● **Required work**
For the material below, return exactly the lines starting at the one holding "Target: red stroller" and ending at the one holding "point(186, 307)", counting both as part of the range.

----- Provided data -----

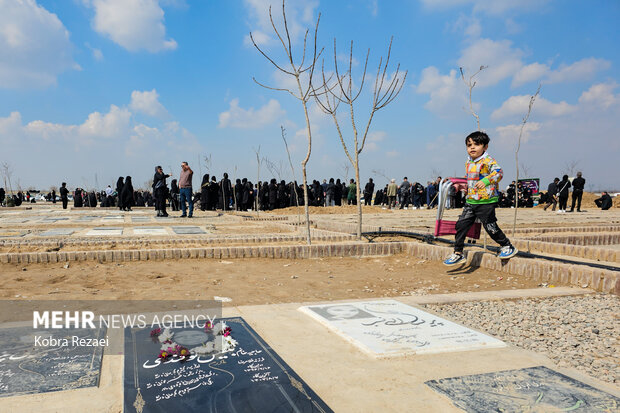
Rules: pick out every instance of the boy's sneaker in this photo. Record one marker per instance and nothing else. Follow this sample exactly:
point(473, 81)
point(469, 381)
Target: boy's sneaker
point(454, 259)
point(507, 252)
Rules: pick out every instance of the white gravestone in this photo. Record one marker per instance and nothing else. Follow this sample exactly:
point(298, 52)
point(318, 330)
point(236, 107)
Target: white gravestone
point(95, 232)
point(390, 328)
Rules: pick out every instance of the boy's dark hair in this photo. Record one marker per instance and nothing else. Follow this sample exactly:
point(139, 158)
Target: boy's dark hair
point(478, 137)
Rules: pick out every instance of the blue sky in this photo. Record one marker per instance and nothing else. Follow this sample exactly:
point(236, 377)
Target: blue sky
point(95, 89)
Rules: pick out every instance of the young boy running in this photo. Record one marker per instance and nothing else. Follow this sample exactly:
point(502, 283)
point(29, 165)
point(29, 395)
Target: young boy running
point(483, 176)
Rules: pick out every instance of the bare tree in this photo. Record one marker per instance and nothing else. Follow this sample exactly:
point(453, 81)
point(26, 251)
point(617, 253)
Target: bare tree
point(329, 97)
point(381, 172)
point(525, 118)
point(303, 93)
point(471, 83)
point(208, 162)
point(344, 170)
point(258, 162)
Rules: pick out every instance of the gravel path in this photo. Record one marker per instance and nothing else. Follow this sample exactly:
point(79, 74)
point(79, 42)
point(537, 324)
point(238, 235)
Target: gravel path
point(581, 332)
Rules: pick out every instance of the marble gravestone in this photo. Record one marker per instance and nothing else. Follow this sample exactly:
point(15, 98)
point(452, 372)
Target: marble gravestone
point(26, 369)
point(105, 231)
point(390, 328)
point(188, 230)
point(251, 378)
point(534, 389)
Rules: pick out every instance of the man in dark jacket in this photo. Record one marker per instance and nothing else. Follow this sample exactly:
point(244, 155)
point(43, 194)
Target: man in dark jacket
point(604, 202)
point(578, 184)
point(64, 195)
point(563, 188)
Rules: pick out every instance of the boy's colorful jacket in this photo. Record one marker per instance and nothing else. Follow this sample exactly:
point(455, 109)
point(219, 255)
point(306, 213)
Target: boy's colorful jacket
point(487, 170)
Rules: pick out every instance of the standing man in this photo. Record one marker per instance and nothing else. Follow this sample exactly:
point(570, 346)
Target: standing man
point(578, 184)
point(160, 191)
point(369, 190)
point(64, 195)
point(552, 191)
point(405, 188)
point(185, 190)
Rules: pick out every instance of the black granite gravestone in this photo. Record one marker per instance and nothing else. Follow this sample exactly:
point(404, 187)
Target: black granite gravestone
point(29, 365)
point(252, 378)
point(535, 389)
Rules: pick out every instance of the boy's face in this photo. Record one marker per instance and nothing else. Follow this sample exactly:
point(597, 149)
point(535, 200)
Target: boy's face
point(475, 150)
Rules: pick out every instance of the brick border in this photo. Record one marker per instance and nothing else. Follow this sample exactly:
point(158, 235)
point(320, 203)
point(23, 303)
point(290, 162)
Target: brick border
point(275, 251)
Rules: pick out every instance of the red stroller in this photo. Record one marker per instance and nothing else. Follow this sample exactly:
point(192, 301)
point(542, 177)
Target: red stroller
point(445, 227)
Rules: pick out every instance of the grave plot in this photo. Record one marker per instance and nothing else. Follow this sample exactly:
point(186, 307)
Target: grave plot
point(4, 232)
point(58, 232)
point(248, 377)
point(150, 231)
point(188, 230)
point(141, 219)
point(26, 368)
point(54, 219)
point(532, 389)
point(390, 328)
point(105, 231)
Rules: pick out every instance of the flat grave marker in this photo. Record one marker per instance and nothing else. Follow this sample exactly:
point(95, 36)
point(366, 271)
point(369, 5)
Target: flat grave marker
point(150, 231)
point(188, 230)
point(26, 369)
point(390, 328)
point(250, 378)
point(105, 231)
point(58, 231)
point(534, 389)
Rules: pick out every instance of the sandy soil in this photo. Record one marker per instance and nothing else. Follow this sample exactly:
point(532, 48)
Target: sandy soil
point(250, 281)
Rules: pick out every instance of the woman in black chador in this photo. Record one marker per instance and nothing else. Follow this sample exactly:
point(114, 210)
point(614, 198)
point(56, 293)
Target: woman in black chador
point(205, 194)
point(174, 195)
point(215, 197)
point(119, 190)
point(127, 195)
point(238, 194)
point(160, 191)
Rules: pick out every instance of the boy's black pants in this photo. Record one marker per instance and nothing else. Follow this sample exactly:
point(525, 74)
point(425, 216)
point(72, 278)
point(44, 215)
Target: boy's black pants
point(486, 214)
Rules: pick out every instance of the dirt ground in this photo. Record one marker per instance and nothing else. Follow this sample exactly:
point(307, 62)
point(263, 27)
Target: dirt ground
point(250, 281)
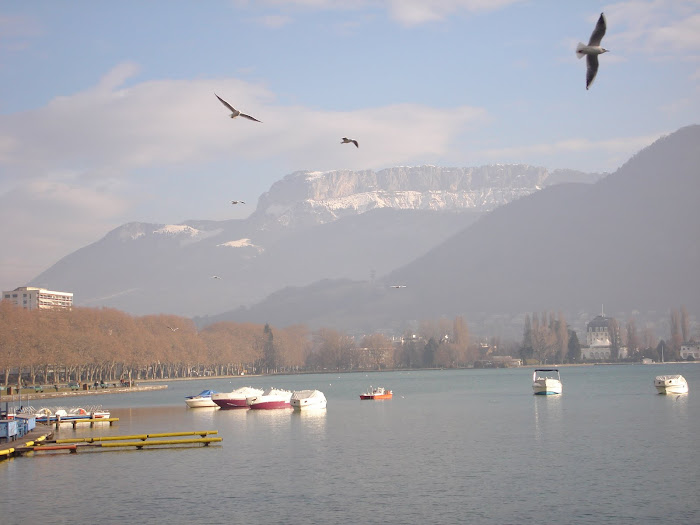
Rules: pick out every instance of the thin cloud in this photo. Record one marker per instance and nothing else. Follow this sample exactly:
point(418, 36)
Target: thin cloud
point(167, 123)
point(414, 12)
point(659, 28)
point(405, 12)
point(610, 151)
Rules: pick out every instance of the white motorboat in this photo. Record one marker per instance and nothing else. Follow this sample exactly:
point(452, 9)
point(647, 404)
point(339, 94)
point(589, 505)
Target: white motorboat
point(203, 399)
point(308, 400)
point(546, 381)
point(270, 399)
point(671, 384)
point(236, 398)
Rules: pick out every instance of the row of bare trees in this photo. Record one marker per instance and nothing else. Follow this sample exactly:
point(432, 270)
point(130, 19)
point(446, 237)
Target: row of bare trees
point(548, 339)
point(102, 344)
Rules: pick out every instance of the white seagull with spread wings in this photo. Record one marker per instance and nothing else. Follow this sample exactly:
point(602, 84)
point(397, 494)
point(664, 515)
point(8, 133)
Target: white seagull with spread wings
point(234, 112)
point(592, 50)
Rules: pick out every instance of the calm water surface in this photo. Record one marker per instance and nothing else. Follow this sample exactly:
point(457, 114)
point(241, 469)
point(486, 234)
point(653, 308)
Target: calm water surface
point(457, 446)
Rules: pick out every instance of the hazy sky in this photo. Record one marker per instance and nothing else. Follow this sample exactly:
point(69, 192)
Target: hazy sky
point(108, 114)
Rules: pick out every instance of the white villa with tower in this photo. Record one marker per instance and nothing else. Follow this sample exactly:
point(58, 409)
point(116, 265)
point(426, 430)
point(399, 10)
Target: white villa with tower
point(599, 340)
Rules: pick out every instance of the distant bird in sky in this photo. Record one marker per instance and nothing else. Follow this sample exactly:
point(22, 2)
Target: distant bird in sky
point(234, 112)
point(592, 50)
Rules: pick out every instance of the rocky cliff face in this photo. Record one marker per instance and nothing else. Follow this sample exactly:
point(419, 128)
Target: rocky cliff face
point(306, 197)
point(309, 226)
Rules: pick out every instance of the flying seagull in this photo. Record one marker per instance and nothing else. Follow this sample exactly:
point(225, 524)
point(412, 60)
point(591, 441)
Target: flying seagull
point(234, 112)
point(592, 50)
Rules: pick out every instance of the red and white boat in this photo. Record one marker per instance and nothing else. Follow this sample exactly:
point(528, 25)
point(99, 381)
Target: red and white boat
point(377, 393)
point(270, 399)
point(237, 398)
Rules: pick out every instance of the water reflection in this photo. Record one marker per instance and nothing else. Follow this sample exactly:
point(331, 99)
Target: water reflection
point(313, 419)
point(548, 415)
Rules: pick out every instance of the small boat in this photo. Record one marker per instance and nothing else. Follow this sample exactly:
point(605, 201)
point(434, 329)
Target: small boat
point(377, 393)
point(671, 384)
point(546, 381)
point(308, 400)
point(270, 399)
point(236, 398)
point(203, 399)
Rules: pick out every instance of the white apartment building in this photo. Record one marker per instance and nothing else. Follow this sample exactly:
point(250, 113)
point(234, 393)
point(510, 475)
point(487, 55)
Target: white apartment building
point(32, 298)
point(690, 350)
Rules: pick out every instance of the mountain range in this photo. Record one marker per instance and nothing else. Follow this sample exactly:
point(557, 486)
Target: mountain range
point(309, 226)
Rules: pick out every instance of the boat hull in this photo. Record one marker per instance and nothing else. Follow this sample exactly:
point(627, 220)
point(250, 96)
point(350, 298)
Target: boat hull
point(671, 385)
point(271, 399)
point(201, 402)
point(547, 388)
point(231, 403)
point(270, 405)
point(235, 399)
point(375, 396)
point(308, 400)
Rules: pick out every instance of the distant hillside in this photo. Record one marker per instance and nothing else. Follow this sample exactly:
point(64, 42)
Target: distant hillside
point(308, 226)
point(629, 241)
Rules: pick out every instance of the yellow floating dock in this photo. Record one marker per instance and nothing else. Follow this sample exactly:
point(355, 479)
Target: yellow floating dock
point(157, 442)
point(144, 440)
point(142, 437)
point(92, 421)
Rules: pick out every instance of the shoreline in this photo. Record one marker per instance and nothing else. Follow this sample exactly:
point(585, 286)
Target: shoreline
point(4, 398)
point(79, 393)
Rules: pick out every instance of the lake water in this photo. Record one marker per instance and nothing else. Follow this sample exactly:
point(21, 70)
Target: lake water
point(452, 446)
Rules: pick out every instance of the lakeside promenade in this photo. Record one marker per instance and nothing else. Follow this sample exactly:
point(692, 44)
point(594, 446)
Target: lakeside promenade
point(65, 392)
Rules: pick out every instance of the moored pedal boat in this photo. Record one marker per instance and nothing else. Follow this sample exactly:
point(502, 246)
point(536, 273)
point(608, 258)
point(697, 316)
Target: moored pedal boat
point(671, 384)
point(308, 400)
point(236, 398)
point(377, 393)
point(203, 399)
point(271, 398)
point(546, 381)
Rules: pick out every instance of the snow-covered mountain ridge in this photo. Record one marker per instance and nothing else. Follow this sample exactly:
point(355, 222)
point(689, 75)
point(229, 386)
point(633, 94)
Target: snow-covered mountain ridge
point(313, 197)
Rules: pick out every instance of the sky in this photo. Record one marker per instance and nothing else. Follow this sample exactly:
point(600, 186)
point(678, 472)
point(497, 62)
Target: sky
point(108, 113)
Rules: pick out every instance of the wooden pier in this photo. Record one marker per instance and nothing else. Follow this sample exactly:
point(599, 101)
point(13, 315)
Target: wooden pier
point(75, 421)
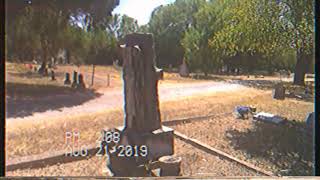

-----

● **Task solution**
Target: red stroller
point(445, 227)
Rules: pick out every instance of the grave plot in this photo. Record one marker per instance and nothing else. Follow this sample exactly:
point(186, 307)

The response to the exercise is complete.